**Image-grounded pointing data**
§
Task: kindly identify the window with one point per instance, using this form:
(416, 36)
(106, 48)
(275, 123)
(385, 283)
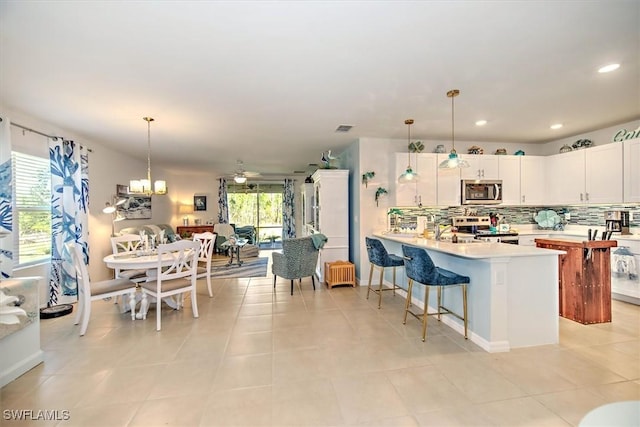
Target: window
(257, 204)
(32, 214)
§
Every line above has to be output exactly; the pictures must be dropped.

**Answer to this exercise**
Task: kindly identify the window with one point per instance, using this form:
(416, 36)
(106, 48)
(275, 123)
(385, 283)
Target: window
(257, 204)
(32, 214)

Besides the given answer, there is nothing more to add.